**Your instructions**
In the records below, find the line containing "Put one point on each instance of the barred", then extract that line and all subsequent lines exactly, leaving out everything else.

**Information supplied**
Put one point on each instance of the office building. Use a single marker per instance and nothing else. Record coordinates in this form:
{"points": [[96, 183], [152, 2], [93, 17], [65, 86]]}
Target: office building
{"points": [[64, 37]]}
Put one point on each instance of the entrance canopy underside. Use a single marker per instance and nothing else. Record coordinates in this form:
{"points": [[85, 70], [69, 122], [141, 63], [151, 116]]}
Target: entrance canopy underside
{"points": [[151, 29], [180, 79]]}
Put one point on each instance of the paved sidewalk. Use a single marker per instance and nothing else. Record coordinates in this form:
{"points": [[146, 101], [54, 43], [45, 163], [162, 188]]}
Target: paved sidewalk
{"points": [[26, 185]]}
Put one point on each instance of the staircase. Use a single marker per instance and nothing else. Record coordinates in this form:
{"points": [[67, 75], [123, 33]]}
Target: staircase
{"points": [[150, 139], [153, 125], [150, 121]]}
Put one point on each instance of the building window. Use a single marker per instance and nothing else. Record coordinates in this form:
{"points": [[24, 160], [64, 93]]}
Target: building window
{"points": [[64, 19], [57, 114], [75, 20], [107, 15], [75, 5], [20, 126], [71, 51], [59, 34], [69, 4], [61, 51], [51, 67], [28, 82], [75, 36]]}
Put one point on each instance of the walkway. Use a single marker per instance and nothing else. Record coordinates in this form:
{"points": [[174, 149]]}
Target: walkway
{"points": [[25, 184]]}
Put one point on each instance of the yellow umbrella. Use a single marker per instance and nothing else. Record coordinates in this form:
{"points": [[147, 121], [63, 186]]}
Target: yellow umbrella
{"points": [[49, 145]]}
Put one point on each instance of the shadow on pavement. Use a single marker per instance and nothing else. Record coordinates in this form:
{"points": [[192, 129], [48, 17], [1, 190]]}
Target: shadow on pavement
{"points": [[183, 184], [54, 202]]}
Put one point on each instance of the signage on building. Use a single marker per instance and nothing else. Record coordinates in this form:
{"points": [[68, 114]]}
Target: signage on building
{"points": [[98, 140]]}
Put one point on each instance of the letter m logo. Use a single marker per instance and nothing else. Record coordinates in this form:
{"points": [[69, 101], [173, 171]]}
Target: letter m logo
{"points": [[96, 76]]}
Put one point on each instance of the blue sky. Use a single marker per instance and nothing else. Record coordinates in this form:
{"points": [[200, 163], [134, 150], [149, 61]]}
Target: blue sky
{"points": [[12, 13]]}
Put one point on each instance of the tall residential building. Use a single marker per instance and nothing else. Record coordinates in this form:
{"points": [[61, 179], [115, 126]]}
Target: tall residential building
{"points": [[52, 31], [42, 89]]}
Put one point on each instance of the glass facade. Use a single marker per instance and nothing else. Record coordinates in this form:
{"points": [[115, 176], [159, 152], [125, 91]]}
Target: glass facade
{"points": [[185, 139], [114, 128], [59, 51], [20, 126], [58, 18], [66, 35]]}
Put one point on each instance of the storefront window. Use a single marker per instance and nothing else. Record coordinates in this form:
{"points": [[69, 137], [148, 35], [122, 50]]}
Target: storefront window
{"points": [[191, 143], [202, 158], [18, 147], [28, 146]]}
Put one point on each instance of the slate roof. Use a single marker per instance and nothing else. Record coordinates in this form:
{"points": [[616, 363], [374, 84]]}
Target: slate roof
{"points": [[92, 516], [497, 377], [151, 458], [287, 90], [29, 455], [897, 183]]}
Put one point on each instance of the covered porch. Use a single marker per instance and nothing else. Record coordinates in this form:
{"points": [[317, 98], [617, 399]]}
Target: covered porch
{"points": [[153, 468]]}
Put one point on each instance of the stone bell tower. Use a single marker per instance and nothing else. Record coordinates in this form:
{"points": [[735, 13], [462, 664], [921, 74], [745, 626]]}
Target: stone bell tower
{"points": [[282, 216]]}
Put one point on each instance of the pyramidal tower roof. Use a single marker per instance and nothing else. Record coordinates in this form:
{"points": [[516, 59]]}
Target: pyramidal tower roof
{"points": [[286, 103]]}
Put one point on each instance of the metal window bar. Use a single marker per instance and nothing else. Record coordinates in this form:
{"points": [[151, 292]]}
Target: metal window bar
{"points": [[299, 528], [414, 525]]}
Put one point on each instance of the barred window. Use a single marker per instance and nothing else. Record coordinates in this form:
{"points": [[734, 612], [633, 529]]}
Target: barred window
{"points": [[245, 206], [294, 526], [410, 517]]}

**Completed exercise**
Put one point on each instance of the barred window. Use a single marker per instance and nothing else. Record coordinates in this form:
{"points": [[734, 612], [633, 529]]}
Target: barred window
{"points": [[245, 206], [294, 526], [410, 517]]}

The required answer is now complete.